*Data to process*

- - - -

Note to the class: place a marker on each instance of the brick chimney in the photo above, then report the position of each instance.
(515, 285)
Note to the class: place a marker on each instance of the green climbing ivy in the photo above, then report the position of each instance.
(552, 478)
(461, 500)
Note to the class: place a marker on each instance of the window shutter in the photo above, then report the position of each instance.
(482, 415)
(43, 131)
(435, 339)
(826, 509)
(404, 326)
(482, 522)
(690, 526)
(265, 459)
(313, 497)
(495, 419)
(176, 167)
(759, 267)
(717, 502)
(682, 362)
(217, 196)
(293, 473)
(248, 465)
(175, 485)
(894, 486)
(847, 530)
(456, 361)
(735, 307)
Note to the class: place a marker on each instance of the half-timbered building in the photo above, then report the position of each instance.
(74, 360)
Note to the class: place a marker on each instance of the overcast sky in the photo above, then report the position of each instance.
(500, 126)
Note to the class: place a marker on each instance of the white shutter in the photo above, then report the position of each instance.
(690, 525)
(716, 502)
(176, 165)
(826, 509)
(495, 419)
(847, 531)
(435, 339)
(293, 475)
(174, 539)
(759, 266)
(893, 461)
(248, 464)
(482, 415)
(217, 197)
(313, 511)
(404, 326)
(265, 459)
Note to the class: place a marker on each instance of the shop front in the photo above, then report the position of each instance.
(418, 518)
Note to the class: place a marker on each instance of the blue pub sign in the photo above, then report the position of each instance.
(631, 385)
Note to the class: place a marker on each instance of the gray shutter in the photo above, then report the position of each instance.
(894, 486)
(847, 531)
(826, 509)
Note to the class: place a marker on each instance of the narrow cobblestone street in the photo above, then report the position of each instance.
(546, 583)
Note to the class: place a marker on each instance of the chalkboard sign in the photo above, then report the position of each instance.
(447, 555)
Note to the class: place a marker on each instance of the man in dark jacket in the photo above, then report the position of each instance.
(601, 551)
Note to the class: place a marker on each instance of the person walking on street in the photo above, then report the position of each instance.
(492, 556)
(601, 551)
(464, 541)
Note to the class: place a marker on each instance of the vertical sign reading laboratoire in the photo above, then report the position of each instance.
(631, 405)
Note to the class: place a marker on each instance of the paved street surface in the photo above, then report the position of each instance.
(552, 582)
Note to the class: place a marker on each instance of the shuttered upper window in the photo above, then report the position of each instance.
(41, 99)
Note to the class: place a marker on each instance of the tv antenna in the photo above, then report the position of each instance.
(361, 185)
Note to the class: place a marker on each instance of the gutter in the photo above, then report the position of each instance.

- - - -

Rescale the rows from the line containing "of the person" through the end of the rows, both ends included. Write out only those lines, requests included, multiplying each answer coordinate by 1.2 and rounding to the nearest whole number, with halves rounded up.

*Problem solution*
Note to the class: place a marker on each instance of the person walking on street in the photo above, then report the position of each instance.
(590, 667)
(721, 661)
(557, 649)
Note to the class: place a marker on each instance of the vertical sign reading laboratoire in the photo above, then report the position of each instance.
(757, 486)
Note to the class: place a marker on each instance of the paved street surface in the photo above, then report the position of each instance.
(662, 698)
Note to the class: place a marker on each instance of the shuttered upper window in the photo above, then report the position of each instance.
(49, 119)
Note to the class: place a marker on each instance of the tv antenna in the photo above, then report the position of each instance.
(433, 222)
Note to the class: place a marker on each instance of the gutter in the photo above, then report the position of each instance.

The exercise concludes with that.